- Objectif 1: Recopiez à l'identique le passage de l'entretien sur le pèlerinage qui commence aux mots « Oui, depuis quinze » et s'arrête après « cette dimension importante. ».

- Extrait du texte:
:::::

Certains pèlerins s’interrogent sur les raisons pour lesquelles ils ont pris la route, pourquoi avez-vous choisi de « pèleriner » ?

Pourquoi partons-nous marcher ? C’est la question que l’on ne devrait jamais poser à un pèlerin car les raisons sont toujours un peu secrètes. C’est peut-être le chemin qui affine au fur et à mesure la réponse et donne des explications à cette démarche de partir en pèlerinage. Dans mon cas, il y a eu à la fois l’envie d’une découverte, d’un dépassement, ainsi qu’une profonde aspiration à l’absolu, comme une attraction céleste. N’étant pas un « pro » de la prière et de la vie chrétienne quotidienne, je pars de temps en temps me dérouiller les jambes et dérouiller aussi le socle de ma foi sur les routes de pèlerinages. Cela me motive et me fait grandir, à la fois dans ma vie spirituelle et dans ma vie d’homme.

 

Sans cette dynamique du chemin, vous manquerait-il quelque chose ?

Oui, depuis quinze ans que je marche, j’ai du mal à concevoir qu’on puisse rejoindre un lieu de pèlerinage sans passer par les pieds. Je suis allé récemment à Turin pour vénérer le Saint-Suaire, et nous avons pris la voiture. J’ai été frustré de cette arrivée rapide. J’ai eu de la peine à ne pas utiliser mes pieds car la marche permet de creuser ce désir du lieu à atteindre. Le moyen de la marche permet cette chose assez magique de réaliser l’unité de vie entre le corps, l’âme et l’intelligence. Si tant de gens aujourd’hui décident de rallier Compostelle, pour ne citer qu’un seul exemple, c’est bien que la marche a cette dimension importante.

 

En quoi l’effort physique et le voyage intérieur se nourrissent-ils l’un de l’autre ?

:::::

- Données relevées:
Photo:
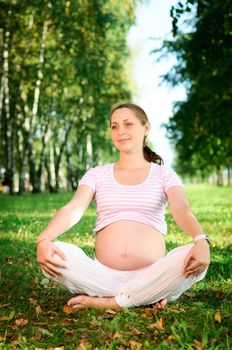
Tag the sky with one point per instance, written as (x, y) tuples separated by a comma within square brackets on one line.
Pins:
[(153, 21)]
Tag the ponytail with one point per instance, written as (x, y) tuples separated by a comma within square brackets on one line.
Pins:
[(148, 154), (151, 156)]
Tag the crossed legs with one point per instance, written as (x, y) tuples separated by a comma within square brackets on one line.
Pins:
[(100, 286)]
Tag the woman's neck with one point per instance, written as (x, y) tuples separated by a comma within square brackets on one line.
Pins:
[(131, 161)]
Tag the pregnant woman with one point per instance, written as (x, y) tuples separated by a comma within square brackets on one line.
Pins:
[(131, 267)]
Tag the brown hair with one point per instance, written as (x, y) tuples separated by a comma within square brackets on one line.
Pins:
[(149, 155)]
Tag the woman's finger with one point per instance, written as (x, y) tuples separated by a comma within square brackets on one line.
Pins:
[(51, 269), (59, 252), (56, 262), (193, 266), (48, 271)]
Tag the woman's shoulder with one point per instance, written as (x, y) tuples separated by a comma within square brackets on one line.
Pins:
[(103, 167), (161, 168), (100, 170)]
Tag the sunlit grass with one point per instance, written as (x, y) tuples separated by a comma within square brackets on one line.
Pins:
[(200, 319)]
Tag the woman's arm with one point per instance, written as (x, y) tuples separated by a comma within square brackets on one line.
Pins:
[(63, 220), (199, 256), (69, 215)]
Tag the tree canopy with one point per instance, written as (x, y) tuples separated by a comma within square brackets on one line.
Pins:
[(201, 127), (63, 64)]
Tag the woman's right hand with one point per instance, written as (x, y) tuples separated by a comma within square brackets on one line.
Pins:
[(46, 251)]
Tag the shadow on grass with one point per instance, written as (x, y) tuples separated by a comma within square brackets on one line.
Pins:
[(21, 276)]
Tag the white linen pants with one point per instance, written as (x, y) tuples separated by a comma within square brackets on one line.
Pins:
[(162, 279)]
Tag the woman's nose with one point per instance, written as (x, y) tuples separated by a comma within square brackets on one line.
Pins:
[(121, 131)]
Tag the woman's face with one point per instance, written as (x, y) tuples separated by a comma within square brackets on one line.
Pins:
[(127, 132)]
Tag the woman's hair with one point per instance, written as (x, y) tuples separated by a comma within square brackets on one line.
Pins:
[(149, 155)]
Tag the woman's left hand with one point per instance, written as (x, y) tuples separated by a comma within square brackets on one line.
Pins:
[(197, 259)]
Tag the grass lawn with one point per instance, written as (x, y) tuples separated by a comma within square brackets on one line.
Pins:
[(31, 309)]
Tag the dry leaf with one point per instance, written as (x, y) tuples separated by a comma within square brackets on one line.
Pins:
[(44, 331), (4, 305), (83, 345), (70, 331), (39, 323), (159, 324), (199, 345), (117, 335), (38, 310), (134, 345), (66, 322), (54, 313), (33, 301), (38, 335), (7, 318), (67, 309), (171, 338), (111, 312), (21, 322), (135, 332), (217, 317)]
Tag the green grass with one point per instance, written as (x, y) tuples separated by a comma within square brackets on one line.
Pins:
[(31, 314)]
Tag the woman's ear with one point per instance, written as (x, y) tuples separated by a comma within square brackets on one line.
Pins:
[(147, 129)]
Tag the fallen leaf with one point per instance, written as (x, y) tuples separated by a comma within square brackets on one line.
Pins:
[(171, 337), (198, 344), (190, 295), (38, 309), (67, 309), (45, 281), (38, 335), (217, 317), (69, 331), (66, 322), (134, 345), (111, 312), (135, 332), (159, 324), (21, 322), (7, 318), (54, 313), (39, 323), (117, 335), (44, 331), (33, 301), (4, 305), (83, 345)]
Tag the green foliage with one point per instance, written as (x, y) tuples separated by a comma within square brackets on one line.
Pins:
[(200, 127), (62, 67), (31, 310)]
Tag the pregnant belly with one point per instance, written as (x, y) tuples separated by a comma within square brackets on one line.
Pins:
[(129, 245)]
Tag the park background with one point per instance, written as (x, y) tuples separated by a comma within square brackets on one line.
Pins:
[(63, 65)]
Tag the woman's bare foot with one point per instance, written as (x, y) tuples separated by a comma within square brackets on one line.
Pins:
[(160, 304), (84, 301)]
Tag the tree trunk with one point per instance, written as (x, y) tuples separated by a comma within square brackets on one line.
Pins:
[(9, 136)]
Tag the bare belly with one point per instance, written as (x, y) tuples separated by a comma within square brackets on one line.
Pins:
[(129, 245)]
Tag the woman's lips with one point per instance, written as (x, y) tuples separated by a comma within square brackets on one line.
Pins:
[(123, 140)]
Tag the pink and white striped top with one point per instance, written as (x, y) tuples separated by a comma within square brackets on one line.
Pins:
[(145, 202)]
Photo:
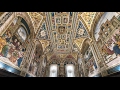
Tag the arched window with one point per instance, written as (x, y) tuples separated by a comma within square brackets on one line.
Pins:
[(70, 70), (53, 70), (22, 33)]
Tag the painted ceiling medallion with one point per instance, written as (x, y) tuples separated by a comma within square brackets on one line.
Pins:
[(61, 29)]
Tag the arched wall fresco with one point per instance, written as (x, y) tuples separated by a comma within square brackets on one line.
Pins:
[(13, 43), (107, 37)]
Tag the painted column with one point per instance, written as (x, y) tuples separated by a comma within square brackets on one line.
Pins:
[(100, 58), (61, 70), (5, 21), (83, 65)]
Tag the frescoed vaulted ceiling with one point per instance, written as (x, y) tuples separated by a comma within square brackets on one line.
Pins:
[(63, 32)]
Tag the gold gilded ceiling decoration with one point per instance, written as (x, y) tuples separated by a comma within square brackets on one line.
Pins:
[(79, 42), (88, 18), (36, 19), (44, 43)]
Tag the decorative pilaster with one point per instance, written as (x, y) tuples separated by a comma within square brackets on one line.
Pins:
[(61, 70)]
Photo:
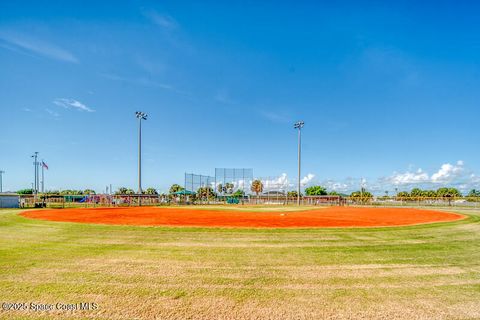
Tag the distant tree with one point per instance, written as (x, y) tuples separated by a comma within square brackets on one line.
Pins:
[(257, 186), (316, 191), (429, 193), (151, 191), (239, 193), (25, 191), (292, 194), (448, 193), (229, 188), (52, 192), (403, 195), (175, 188), (71, 192), (474, 193), (416, 193), (121, 190), (205, 193), (361, 196)]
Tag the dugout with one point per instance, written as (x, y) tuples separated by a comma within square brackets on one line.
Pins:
[(9, 200)]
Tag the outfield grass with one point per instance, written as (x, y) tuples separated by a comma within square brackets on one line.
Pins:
[(418, 272)]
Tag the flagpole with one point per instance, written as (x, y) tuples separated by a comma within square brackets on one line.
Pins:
[(43, 178)]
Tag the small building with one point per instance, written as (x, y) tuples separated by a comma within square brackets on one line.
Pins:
[(9, 200)]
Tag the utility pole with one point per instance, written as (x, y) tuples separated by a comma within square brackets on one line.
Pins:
[(299, 125), (43, 177), (140, 116), (35, 178), (1, 180)]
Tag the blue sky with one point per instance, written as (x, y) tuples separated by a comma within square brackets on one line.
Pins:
[(389, 92)]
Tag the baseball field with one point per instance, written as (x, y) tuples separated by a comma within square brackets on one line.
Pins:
[(425, 268)]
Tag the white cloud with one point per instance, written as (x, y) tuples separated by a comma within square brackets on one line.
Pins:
[(223, 96), (36, 46), (162, 20), (409, 177), (72, 104), (305, 180), (448, 172), (52, 113), (275, 116), (143, 82)]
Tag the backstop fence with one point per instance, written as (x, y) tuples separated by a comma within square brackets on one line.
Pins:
[(229, 180)]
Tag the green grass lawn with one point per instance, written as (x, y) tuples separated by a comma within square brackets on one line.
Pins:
[(419, 272)]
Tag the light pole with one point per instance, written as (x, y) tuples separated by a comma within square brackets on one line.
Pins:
[(140, 116), (35, 178), (1, 180), (299, 125)]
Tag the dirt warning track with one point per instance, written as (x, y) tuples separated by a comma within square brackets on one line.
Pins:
[(322, 217)]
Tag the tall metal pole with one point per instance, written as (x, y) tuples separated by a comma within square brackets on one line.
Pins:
[(299, 125), (140, 116), (1, 180), (139, 155), (43, 178), (299, 163), (35, 166)]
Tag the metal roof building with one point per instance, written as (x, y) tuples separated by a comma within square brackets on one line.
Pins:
[(9, 200)]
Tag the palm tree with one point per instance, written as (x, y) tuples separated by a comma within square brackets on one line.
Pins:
[(257, 187), (151, 191)]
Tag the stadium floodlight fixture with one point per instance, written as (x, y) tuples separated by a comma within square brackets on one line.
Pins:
[(1, 180), (299, 125), (35, 177), (140, 116)]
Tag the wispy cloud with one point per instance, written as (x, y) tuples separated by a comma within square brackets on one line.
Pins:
[(275, 116), (52, 113), (72, 104), (447, 173), (142, 82), (162, 20), (223, 96), (20, 42)]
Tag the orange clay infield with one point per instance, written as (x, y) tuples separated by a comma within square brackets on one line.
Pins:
[(321, 217)]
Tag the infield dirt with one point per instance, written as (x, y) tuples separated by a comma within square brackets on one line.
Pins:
[(321, 217)]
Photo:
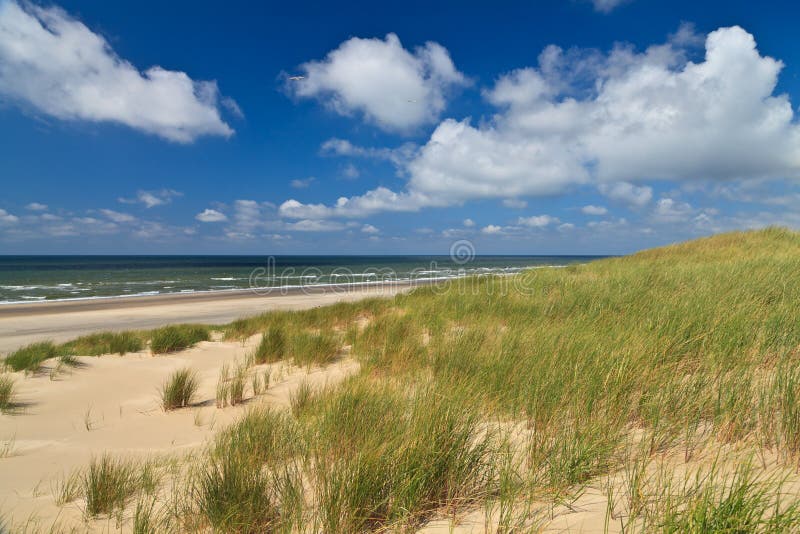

:::::

- Objectif 2: Dans la liste, remplacez « Pins » par « Points » du début jusqu'à la ligne qui contient « [(131, 161)] » incluse. Redonnez uniquement ces lignes, sans autre modification et sans les images, s'il vous plaît.

- Solution complète 1:
Oui, depuis quinze ans que je marche, j’ai du mal à concevoir qu’on puisse rejoindre un lieu de pèlerinage sans passer par les pieds. Je suis allé récemment à Turin pour vénérer le Saint-Suaire, et nous avons pris la voiture. J’ai été frustré de cette arrivée rapide. J’ai eu de la peine à ne pas utiliser mes pieds car la marche permet de creuser ce désir du lieu à atteindre. Le moyen de la marche permet cette chose assez magique de réaliser l’unité de vie entre le corps, l’âme et l’intelligence. Si tant de gens aujourd’hui décident de rallier Compostelle, pour ne citer qu’un seul exemple, c’est bien que la marche a cette dimension importante.

- Solution complète 2:
Photo:
Tag the sky with one point per instance, written as (x, y) tuples separated by a comma within square brackets on one line.
Points:
[(153, 21)]
Tag the ponytail with one point per instance, written as (x, y) tuples separated by a comma within square brackets on one line.
Points:
[(148, 154), (151, 156)]
Tag the crossed legs with one point per instance, written as (x, y) tuples separated by a comma within square brackets on one line.
Points:
[(100, 286)]
Tag the woman's neck with one point per instance, written as (x, y) tuples separated by a comma within square brackets on one line.
Points:
[(131, 161)]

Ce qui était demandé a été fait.